-- Begin Given records --

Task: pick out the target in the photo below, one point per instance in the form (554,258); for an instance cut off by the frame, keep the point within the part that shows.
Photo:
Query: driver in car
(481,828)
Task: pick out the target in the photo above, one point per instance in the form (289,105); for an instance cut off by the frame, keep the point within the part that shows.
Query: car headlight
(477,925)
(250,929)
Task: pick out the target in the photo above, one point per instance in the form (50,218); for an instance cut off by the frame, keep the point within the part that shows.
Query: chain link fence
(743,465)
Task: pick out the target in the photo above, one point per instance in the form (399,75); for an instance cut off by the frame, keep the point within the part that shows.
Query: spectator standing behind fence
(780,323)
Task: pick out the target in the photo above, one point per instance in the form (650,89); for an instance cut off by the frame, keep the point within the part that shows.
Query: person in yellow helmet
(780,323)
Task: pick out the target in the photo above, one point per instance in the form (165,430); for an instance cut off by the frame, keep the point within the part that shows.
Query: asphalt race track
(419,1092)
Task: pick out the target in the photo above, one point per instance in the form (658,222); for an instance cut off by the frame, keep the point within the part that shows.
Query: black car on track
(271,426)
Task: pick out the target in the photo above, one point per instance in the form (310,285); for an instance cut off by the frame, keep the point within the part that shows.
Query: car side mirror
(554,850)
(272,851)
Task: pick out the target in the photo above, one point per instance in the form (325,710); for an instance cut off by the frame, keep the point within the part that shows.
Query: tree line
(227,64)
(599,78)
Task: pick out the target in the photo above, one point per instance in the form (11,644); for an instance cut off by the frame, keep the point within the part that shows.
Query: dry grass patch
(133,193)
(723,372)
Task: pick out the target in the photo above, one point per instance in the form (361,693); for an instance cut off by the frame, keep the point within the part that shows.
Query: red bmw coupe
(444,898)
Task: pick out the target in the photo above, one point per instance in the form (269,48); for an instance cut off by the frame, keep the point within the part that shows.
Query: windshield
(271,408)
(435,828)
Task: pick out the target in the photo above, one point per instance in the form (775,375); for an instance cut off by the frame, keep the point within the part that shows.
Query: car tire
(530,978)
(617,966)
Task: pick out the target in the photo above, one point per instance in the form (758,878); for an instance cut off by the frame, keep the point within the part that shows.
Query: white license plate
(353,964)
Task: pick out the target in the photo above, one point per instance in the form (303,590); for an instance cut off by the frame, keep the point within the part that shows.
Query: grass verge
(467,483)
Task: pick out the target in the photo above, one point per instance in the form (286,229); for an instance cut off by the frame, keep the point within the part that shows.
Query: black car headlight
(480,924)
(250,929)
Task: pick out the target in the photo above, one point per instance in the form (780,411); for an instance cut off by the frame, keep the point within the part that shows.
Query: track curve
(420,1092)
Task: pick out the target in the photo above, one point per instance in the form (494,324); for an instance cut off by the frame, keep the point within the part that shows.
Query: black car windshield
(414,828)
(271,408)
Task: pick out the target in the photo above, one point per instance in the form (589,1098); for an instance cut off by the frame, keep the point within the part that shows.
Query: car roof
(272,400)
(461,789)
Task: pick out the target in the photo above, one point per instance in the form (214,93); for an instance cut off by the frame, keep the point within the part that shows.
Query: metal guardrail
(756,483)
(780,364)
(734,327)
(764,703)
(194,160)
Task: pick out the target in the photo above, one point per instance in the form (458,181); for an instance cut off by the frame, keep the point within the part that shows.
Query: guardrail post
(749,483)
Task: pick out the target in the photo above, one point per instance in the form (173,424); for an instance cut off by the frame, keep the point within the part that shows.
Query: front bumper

-- End Given records --

Written problem → Give the lines from the one containing "the form (173,424);" through the end of the material as a numbered list, omitting blank lines.

Response to the task →
1. Task: pick out the target in the photo above, one point per instance in the form (173,424); for an instance cut off by the frame, keep the point within the part that shows.
2. Query: front bumper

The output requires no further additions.